• [Text block]:
She needs stories like WILD, and Redwood Highway and DRINKING THE RAIN to remind her of what she can do.

Then she needs — I need — to start walking.

15 Comments

  1. Wonderful Betsy, I can say I had a similar reaction to reading Wild. It was recommended to me by another writer who read it and instantly loved it. However, I too found myself a bit judgemental, I guess, with the drugs/sex and recklessness of her young self.
    Yet, it is of course as you say – just that … her young self. As I too was certainly young and reckless, ‘once upon a time’.
    I did appreciate Cheryl Strayed, and her raw honesty and certainly the courage in her journey.
    I look forward to revisiting this one again!

  2. I read Raising Ophelia about a woman walking the Appalachian Trail – alone – before I read Wild. My first thought was “what a dumb thing to do alone.” It made me nervous in both books. Yet, I found them both feeding into a part of me that wishes I had that kind of nerve. Joan Anderson’s A Year by the Sea, and books about women shucking the hassle and stress of the big city for a farm in New England made me wonder just what that would feel like. Once I got as far as Jax. Beach for 2 days. I try to embrace the DNA of my female ancestors who crossed mountains and killed Indians with a hatchet to no avail. I’m a chicken through and through. I’m learning that some days just getting out of bed can be my hiking trail. One step at a time.

• [Actions to take]:
A – In the passage on reading Wild, who recommended the book to the first commenter?
B – Extend the passage on reading Wild, starting after its final sentence.
The data after this point is separate from the passage on reading Wild.

(Dataset entries)
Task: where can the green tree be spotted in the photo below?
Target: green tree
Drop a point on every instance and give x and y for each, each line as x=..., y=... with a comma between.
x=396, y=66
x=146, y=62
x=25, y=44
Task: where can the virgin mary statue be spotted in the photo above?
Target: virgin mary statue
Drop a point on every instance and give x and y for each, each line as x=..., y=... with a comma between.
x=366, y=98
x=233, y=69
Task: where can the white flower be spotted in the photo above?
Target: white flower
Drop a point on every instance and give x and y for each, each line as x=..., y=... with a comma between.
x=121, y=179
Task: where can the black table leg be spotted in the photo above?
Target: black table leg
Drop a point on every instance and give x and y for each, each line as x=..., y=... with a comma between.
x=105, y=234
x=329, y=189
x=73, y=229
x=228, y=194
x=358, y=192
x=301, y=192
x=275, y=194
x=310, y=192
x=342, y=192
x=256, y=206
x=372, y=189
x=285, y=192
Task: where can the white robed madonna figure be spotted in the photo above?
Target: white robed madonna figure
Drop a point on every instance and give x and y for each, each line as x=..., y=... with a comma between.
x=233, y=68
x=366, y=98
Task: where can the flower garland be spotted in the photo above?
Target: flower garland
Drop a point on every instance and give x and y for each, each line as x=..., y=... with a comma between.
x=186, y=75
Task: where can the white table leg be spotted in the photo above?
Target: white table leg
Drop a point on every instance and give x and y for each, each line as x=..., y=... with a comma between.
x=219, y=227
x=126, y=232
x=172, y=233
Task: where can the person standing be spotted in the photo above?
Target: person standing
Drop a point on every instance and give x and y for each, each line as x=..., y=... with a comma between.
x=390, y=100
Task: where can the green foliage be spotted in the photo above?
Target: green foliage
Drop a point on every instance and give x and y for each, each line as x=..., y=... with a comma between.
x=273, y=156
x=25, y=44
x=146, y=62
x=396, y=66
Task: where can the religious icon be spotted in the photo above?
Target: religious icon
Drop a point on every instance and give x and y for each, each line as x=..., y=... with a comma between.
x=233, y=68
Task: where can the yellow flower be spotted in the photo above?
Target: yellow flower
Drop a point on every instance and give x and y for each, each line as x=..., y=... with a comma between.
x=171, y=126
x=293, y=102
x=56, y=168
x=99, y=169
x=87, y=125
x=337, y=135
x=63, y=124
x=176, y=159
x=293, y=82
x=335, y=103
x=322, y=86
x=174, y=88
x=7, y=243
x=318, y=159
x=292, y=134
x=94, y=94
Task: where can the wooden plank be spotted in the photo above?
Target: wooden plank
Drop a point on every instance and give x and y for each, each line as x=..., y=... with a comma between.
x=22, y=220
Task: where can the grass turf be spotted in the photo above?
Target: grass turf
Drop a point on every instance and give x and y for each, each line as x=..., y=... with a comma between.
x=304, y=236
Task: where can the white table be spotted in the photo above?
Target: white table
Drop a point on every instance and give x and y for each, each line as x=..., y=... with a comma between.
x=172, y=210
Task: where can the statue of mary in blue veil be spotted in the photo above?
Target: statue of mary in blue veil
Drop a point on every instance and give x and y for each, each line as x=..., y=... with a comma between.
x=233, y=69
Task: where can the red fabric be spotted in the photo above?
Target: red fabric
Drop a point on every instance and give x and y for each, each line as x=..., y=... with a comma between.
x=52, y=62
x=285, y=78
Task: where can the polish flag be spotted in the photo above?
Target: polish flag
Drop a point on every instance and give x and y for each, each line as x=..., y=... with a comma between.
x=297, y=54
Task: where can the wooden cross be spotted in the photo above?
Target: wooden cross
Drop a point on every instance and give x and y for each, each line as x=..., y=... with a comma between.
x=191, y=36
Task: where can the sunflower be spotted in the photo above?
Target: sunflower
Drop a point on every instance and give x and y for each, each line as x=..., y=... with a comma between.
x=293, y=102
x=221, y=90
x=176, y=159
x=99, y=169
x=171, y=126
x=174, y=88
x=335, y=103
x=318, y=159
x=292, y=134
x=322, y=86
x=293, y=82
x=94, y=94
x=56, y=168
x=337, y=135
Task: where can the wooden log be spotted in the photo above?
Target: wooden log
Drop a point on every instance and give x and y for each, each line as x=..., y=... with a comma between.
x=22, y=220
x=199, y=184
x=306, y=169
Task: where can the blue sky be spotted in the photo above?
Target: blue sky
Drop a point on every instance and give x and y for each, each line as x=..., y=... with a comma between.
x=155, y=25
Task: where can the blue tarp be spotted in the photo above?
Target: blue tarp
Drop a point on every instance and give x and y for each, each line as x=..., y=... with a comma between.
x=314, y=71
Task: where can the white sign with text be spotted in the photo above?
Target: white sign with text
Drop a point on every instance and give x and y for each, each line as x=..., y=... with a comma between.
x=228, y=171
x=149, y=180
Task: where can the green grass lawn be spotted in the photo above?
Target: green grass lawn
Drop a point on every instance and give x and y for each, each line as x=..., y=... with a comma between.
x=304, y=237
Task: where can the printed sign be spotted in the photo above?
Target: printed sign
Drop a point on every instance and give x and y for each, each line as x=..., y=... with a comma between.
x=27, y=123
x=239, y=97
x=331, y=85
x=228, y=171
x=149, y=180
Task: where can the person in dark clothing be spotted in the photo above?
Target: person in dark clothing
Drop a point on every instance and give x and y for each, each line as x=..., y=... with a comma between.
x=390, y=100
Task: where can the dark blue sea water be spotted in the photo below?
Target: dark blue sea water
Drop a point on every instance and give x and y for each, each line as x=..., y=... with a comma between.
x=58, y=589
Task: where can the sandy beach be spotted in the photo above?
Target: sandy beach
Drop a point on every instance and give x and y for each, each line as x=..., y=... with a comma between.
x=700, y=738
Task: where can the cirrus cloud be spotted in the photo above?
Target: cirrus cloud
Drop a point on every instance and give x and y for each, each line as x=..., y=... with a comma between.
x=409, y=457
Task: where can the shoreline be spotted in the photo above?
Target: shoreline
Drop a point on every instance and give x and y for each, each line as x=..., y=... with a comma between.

• [Set of answers]:
A – Another writer who had read it and instantly loved it.

B –
    I would love to read your bear story!

    1. And someday you shall read that bear story. I loved your comment here. Interestingly, I was discussing this post with some other friends and Anderson’s book came up too. I am in the process of figuring out how to act on the DNA that lives in all women. You may think you are a chicken through and through but sometimes getting out of bed takes all the courage we have. Yes. One step at a time.

  3. OK, Betsy, you’ve done it again! Thank you for this wonderful post and for triggering this discussion. I was surprised and amused by Strayed’s undertaking. The scene where she tries on her fully loaded backpack is one of my favorites. What I loved is that she figures it out and does it. I thought she was amazing and brave to strike out on her own. I wish I could do that. And I love bear stories, too, and have a collection of books about bears and bear adventures. I’d be happy to share with anyone interested. A bear lending library of sorts.

  4. i love your reflection and honesty in this. i can see you walking and writing and i know it will be a life-changing journey. i would like to read and see all that you’ve mentioned here and look forward to reading your walking story one fine day.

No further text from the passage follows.